Le droit de grève : définition, conditions, conséquences

Qu’est-ce que le droit de grève?

Le Droit de Grève est un droit des salariés prévu par la Constitution. Si le principe n’est donc pas contesté, l’exercice du droit de grève est cependant soumis à certaines règles – préavis de grève -, définies par la jurisprudence. Il convient de savoir quels critères et conditions doivent être réunis pour qu’une grève soit licite, ainsi que les possibles conséquences pour les salariés grévistes, et les droits et obligations des salariés grévistes.

Chapitre 1 – Les conditions de l’exercice du droit de grève

Hormis dans les services publics, le droit de grève ne fait l’objet d’aucune réglementation. Un seul texte : L521-1 : prévoit une certaine protection du gréviste. Il ne définit pas le droit de grève.

Définition du mouvement :

– Soit le mouvement est une grève => on applique le régime du droit de grève. Exercice d’un droit constitutionnel.

– Soit ce n’est pas une grève => c’est un mouvement illicite.

Définition Jurisprudenceielle : Jurisprudence constante : la grève est une cessation collective du travail en vue d’appuyer des revendications professionnelles (soc 18 juin 1996, 2 fév. 2006). Si ces 3 conditions cumulatives sont remplies, le mouvement est une grève => application du régime de la grève. S’il manque une condition, le salarié commet une faute.

Section 1 – Une cessation du travail

Il faut un véritable arrêt du travail. Donc ne sont pas des grèves :

– ralentissement de la production (« grève perlée »)

– exécution partielle des obligations, défectueuse du travail

C’est une faute => peut être sanctionné.

Peu importe la durée et la fréquence des arrêts de travail. Ex : nombreux arrêts de courte durée = grève.

Section 2 – Cessation collective

La grève est un droit individuel qui s’exerce collectivement. C’est un droit qui appartient à chaque salarié : chacun est libre de faire ou de ne pas faire grève (la grève n’a pas à obéir à mot d’ordre syndical et n’a pas à obéir à des conditions de vote ou de majorité).

Ce droit s’exerce collectivement : il faut que plusieurs salariés s’arrêtent de travailler. Le salarié qui cesse le travail tout seul commet une inexécution fautive de son travail => sanction disciplinaire.

A partir de 2 salariés, le mouvement est collectif.

Exception au caractère collectif du droit de grève :

– un salarié peut être seul à faire grève dans son entreprise quand il répond à un mot d’ordre formulé au plan national (soc 29 mars 1995)

════════════════════

● Exercice écrit A:
Recopiez sans rien changer les lignes de la liste, depuis son début jusqu'à la ligne qui contient "x=1084 y=689", celle-ci comprise.
● Exercice écrit B:
Poursuivez le texte sur le droit de grève à partir de sa dernière phrase.

● Matériel fourni:
════════════════════

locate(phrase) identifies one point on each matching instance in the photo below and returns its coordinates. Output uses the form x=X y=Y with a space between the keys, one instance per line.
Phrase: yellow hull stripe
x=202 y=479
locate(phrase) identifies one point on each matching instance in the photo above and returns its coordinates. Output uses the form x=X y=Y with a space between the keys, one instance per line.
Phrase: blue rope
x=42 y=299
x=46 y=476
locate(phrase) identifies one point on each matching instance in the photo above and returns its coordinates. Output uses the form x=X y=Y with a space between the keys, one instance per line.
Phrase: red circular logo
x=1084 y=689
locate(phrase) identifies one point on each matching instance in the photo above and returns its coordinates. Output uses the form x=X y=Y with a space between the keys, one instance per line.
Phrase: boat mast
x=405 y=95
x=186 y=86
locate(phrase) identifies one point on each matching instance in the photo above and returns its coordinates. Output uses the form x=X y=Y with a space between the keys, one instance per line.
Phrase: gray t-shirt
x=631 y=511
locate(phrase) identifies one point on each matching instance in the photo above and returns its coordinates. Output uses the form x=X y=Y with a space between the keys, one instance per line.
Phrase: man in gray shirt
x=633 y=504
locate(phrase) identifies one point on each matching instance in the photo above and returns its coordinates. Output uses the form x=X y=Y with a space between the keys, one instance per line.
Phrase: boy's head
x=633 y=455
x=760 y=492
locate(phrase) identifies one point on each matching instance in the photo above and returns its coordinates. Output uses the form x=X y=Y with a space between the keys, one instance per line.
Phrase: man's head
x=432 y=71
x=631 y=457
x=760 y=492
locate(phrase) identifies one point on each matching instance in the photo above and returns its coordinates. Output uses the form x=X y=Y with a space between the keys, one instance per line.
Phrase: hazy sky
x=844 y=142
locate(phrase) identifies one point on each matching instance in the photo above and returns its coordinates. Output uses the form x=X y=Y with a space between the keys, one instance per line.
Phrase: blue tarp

════════════════════

● Réponse A:
locate(phrase) identifies one point on each matching instance in the photo below and returns its coordinates. Output uses the form x=X y=Y with a space between the keys, one instance per line.
Phrase: yellow hull stripe
x=202 y=479
locate(phrase) identifies one point on each matching instance in the photo above and returns its coordinates. Output uses the form x=X y=Y with a space between the keys, one instance per line.
Phrase: blue rope
x=42 y=299
x=46 y=476
locate(phrase) identifies one point on each matching instance in the photo above and returns its coordinates. Output uses the form x=X y=Y with a space between the keys, one instance per line.
Phrase: red circular logo
x=1084 y=689

● Réponse B:
– un salarié peut être seul à faire grève quand il est le seul salarié de l’entreprise (soc 13 nov. 1996)

Section 3 – Revendications professionnelles

  • 1 – La notion de revendication professionnelle

Doivent avoir pour objet la défense d’intérêts collectifs et professionnels : concerner directement ou indirectement les conditions de travail ou d’emploi des salariés. Exclut :

les mouvements à caractère exclusivement politique (= mouvements illicites)

les mouvements de solidarité externe : arrêt de travail par solidarité avec des salariés d’une autre entreprise.

les mouvements de solidarité interne : si les mouvements de solidarité ont pour objet de protester contre une mesure purement individuelle (licenciement pour faute par ex) : soc : cet arrêt de travail n’implique rien d’autre que la faute personnelle du salarié sanctionné donc aucune revendication professionnelle en cause => mouvement illicite.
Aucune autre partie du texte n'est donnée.